### ZIEL 1
Gib bitte aus dem Text zum Tempo-Matador-Modell den Abschnitt wortgetreu aus, beginnend bei „Auf den ersten“ und endend bei „1950 zügig umbeschriftet.“.
### ZIEL 2
Nenne alle Jahreszahlen aus dem Text zum Tempo-Matador-Modell, jede nur einmal und in der Reihenfolge ihres ersten Vorkommens.
### ZIEL 3
Übersetze den Satz „Erst ab 1. Juli 1956 wurden die rechteckigen KFZ-Kennzeichen in der Bundesrepublik Deutschland eingeführt.“ aus dem Text zum Tempo-Matador-Modell ins Englische.

### TEXTAUSZUG
Eine der Merkwürdigkeiten, die WIKING offenbar ohne jede Recherche als Modell anbietet, ist die Neuheit August 2019 - der Tempo Matator Kastenwagen "Deutsche Post".

WIKING 0335 03 Tempo Matador Deutsche Post
WIKING 0335 03 Tempo Matador Deutsche Post

Auf den ersten Blick ein einladendes Fahrzeug, doch hat es diesen Kleinlaster so nie gegeben. Dafür gibt es 4 Argumente:

  • Das Basisfahrzeug wurde nur 1949-1952 gebaut, danach verweigerte VW die weitere Lieferung der Motore und der Nachfolger wurde erheblich umkonstriert.
  • Die Deutsche Post wurde mit der Verkündung des Postverwaltungsgesetzes am 27.7.1953 offiziell zur "Deutschen Bundespost". Der Name war bereits kurz nach Gründung der Bundesrepublik Deutschland in Gebrauch. Die Betriebsmittel wurden bereits ab 1950 zügig umbeschriftet.
  • Die Deutsche Post sowie die Deutsche Bundespost haben 1t-Kleinlaster nur in Busform beschafft. Für den Tempo Matador wurden die Hebmüller-Aufbauten genutzt. Das Museum für Kommunikation in Frankfurt hat ein solches Fahrzeug als Foto auf https://www.autobild.de/klassik/bilder/postautos-gestern-und-heute-1192353.html#bild11 bereitgestellt.
  • Erst ab 1. Juli 1956 wurden die rechteckigen KFZ-Kennzeichen in der Bundesrepublik Deutschland eingeführt. Das Modell zeigt vorne und hinten angravierte Flächen für das Kennzeichen ab 1956 in einzeiliger Form. Dabei war das hintere Kennzeichen bis 1956 zweizeilig und 6-eckig. Ab 1956 würde das Fahrzeug ein Kennzeichen "BP 24-...." tragen.
WIKING 0335 03 Tempo Matador Deutsche Post
WIKING 0335 03 Tempo Matador Deutsche Post

Die bereits bei der Erstauslieferung des Tempo Matador-Modells von WIKING bemängelten Fehler, insbesondere das "Vogelbad" auf der Motorhaube, wurden nicht behoben.

WIKING 0335 03 Tempo Matador Deutsche Post
WIKING 0335 03 Tempo Matador Deutsche Post

Die grobe Form und der dreigeteilte Kasten lässen eine erstrebenswerte Darstellung geöffneter Türen durch nachträglichen Umbau nicht wirklich zu.

### DATENAUSZUG
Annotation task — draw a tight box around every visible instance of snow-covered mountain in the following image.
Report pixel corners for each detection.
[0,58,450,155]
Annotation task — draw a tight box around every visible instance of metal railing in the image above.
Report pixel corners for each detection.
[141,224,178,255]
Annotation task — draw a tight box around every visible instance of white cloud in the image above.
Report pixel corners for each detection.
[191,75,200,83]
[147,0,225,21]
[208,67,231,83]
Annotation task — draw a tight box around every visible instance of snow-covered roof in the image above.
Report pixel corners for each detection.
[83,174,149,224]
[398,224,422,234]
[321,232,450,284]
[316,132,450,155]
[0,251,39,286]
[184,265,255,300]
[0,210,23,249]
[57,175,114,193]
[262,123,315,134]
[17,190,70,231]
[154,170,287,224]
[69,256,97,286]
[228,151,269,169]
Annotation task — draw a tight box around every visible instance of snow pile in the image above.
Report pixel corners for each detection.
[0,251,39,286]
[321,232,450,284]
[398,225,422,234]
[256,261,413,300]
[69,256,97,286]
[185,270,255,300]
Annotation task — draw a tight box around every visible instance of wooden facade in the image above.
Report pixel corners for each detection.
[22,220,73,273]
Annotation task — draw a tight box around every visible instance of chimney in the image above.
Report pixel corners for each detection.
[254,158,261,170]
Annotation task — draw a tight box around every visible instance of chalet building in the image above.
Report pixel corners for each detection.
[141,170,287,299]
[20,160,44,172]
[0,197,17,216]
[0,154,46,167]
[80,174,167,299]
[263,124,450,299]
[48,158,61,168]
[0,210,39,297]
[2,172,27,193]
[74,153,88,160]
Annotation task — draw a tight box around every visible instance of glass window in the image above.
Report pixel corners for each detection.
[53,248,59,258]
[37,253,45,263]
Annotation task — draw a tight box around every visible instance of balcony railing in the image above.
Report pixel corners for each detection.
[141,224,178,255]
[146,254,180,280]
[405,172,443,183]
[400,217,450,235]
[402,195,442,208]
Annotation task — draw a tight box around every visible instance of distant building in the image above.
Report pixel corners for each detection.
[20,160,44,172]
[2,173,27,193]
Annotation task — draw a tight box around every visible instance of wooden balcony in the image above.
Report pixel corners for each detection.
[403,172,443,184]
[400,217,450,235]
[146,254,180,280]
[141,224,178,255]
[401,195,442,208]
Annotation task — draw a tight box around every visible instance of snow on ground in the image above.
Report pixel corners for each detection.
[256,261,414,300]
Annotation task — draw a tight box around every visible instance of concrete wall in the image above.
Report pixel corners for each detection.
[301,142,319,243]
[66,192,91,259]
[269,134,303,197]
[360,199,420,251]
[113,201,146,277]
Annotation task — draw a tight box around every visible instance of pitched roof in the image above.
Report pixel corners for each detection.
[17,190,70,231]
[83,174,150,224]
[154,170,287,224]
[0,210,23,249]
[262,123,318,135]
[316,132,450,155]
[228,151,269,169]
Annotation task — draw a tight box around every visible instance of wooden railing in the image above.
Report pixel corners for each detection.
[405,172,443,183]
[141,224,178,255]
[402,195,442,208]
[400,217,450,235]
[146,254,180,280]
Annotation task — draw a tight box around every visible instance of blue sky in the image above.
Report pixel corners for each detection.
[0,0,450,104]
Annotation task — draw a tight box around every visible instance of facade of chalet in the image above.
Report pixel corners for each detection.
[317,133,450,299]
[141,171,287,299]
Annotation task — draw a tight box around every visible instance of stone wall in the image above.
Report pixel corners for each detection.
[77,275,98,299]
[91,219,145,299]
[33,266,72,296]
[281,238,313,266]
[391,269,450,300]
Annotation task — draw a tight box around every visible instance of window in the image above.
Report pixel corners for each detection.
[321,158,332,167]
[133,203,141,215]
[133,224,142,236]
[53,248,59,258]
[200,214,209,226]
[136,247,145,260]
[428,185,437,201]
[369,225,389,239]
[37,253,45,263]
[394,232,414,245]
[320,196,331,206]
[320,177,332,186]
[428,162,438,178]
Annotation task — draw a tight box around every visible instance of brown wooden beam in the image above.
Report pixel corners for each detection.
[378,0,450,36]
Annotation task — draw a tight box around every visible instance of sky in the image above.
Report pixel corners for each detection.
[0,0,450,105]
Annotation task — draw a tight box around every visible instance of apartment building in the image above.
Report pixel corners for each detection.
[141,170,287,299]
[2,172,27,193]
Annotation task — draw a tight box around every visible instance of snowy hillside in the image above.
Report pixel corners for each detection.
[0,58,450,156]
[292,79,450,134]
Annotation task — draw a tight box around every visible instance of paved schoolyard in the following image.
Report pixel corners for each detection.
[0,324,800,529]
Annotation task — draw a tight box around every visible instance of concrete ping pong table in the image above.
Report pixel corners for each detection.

### ERGEBNIS 1
Auf den ersten Blick ein einladendes Fahrzeug, doch hat es diesen Kleinlaster so nie gegeben. Dafür gibt es 4 Argumente:

  • Das Basisfahrzeug wurde nur 1949-1952 gebaut, danach verweigerte VW die weitere Lieferung der Motore und der Nachfolger wurde erheblich umkonstriert.
  • Die Deutsche Post wurde mit der Verkündung des Postverwaltungsgesetzes am 27.7.1953 offiziell zur "Deutschen Bundespost". Der Name war bereits kurz nach Gründung der Bundesrepublik Deutschland in Gebrauch. Die Betriebsmittel wurden bereits ab 1950 zügig umbeschriftet.

### ERGEBNIS 2
2019, 1949, 1952, 1953, 1950, 1956

### ERGEBNIS 3
Rectangular vehicle license plates were not introduced in the Federal Republic of Germany until July 1, 1956.